__WHAT YOU WILL DO__
Word-for-word transcription is needed for all of the entries.
───── DATASET ENTRIES ─────
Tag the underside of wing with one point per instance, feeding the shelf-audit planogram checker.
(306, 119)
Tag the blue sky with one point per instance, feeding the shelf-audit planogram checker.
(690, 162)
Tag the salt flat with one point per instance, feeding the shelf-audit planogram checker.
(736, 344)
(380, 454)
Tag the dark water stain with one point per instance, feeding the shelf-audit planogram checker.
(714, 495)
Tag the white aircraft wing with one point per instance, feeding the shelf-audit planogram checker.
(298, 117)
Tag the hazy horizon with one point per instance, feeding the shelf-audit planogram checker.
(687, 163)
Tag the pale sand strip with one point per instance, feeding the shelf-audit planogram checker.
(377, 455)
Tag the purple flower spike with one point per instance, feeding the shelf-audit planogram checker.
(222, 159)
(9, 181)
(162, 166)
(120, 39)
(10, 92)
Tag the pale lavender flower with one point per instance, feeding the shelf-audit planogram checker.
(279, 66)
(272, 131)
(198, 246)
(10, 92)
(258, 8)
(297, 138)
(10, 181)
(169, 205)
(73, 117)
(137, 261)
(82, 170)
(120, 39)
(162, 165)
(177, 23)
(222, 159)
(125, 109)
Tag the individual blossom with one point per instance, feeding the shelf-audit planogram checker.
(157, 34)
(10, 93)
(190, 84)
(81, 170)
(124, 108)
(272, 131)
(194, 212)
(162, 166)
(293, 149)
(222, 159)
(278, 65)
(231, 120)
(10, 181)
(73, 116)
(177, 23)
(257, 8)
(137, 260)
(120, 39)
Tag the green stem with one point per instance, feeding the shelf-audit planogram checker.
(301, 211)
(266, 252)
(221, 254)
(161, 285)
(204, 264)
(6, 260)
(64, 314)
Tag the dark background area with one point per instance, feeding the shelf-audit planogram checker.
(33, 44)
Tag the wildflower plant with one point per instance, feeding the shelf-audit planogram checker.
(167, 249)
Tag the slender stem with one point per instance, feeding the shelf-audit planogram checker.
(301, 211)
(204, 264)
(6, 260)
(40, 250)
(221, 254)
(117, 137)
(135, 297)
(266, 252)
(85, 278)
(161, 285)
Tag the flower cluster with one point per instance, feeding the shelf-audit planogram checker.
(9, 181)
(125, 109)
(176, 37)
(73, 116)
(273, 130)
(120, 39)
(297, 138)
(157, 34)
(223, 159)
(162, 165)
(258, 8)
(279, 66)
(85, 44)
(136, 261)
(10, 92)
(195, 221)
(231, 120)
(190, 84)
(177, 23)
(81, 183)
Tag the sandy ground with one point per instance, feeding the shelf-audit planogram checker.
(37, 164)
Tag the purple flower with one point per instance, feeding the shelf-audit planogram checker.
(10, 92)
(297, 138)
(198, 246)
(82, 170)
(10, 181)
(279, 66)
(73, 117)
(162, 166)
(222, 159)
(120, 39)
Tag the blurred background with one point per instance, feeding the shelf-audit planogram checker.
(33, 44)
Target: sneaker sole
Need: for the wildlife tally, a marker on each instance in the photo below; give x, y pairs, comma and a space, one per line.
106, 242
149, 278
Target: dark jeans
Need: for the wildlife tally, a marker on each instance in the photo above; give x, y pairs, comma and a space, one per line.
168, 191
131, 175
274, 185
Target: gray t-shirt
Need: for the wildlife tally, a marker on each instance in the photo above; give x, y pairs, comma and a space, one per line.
─────
__ANSWER FOR THIS EXERCISE__
Tag the underside of wing with one point per instance, feeding the shelf-audit planogram checker.
(306, 119)
Tag the blue sky with one point per instance, feeding the shelf-audit planogram checker.
(690, 162)
Tag the salt flat with one point per instance, feeding the shelf-audit planogram checker.
(736, 344)
(380, 454)
Tag the dark water stain with one point per instance, feeding the shelf-audit planogram checker.
(714, 495)
Tag the white aircraft wing with one point per instance, feeding the shelf-audit planogram checker.
(298, 117)
Tag the hazy horizon with one point per instance, feeding the shelf-audit planogram checker.
(687, 163)
Tag the pale sand strip with one point per instance, feeding the shelf-audit planogram checker.
(377, 455)
Tag the purple flower spike with one point per instance, feeding the shelf-audit planogram checker.
(222, 159)
(9, 181)
(162, 166)
(120, 39)
(10, 92)
Tag the pale lavender flower with one point per instance, feeding the shelf-audit planogram checker.
(279, 66)
(272, 131)
(198, 246)
(10, 92)
(258, 8)
(297, 138)
(10, 181)
(169, 205)
(73, 117)
(137, 261)
(82, 170)
(120, 39)
(162, 165)
(177, 23)
(222, 159)
(125, 109)
Tag the individual blossom with one point per instance, feeding the shelf-audit planogram checker.
(157, 34)
(10, 93)
(190, 84)
(81, 170)
(124, 108)
(272, 131)
(194, 212)
(162, 166)
(293, 149)
(222, 159)
(278, 65)
(231, 120)
(10, 181)
(73, 116)
(177, 23)
(257, 8)
(137, 260)
(120, 39)
Tag the green stem with one point per instance, feeding the shelf-audit planogram checker.
(301, 211)
(266, 252)
(221, 254)
(161, 285)
(204, 264)
(6, 260)
(64, 314)
Tag the dark background area with one point per instance, feeding the shelf-audit planogram checker.
(33, 44)
Tag the wildflower plant with one point per instance, feeding the shelf-audit planogram checker.
(167, 249)
Tag the slender stem with one point per instance, feeding the shelf-audit planogram checker.
(301, 211)
(204, 264)
(6, 260)
(40, 250)
(221, 254)
(117, 137)
(135, 297)
(266, 252)
(85, 278)
(161, 285)
Tag the flower cluster with one point per instance, feeding the shelf-audit planogram checker.
(9, 181)
(125, 109)
(176, 37)
(73, 116)
(273, 130)
(120, 39)
(297, 138)
(157, 34)
(223, 159)
(162, 165)
(258, 8)
(279, 66)
(85, 44)
(136, 261)
(10, 92)
(195, 221)
(231, 120)
(190, 84)
(177, 23)
(81, 183)
Tag the sandy ground with one point per instance, feeding the shelf-audit planogram checker.
(37, 164)
Tag the purple flower with one point per instance, feeding the shelf-audit planogram checker.
(10, 92)
(297, 138)
(198, 246)
(82, 170)
(10, 181)
(279, 66)
(73, 117)
(162, 166)
(222, 159)
(120, 39)
Tag the blurred background with one point per instance, feeding the shelf-audit planogram checker.
(33, 44)
Target: sneaker sole
Need: for the wildlife tally, a marker on each instance in the photo below; give x, y pairs, comma and a space, one per line.
106, 242
149, 278
Target: dark jeans
Need: for the wildlife tally, a marker on each instance in the photo above; give x, y pairs, comma and a space, one per line.
168, 191
131, 175
274, 185
Target: gray t-shirt
Need: for the wildlife tally, a marker on each instance in the photo above; give x, y pairs, comma and a space, one per line.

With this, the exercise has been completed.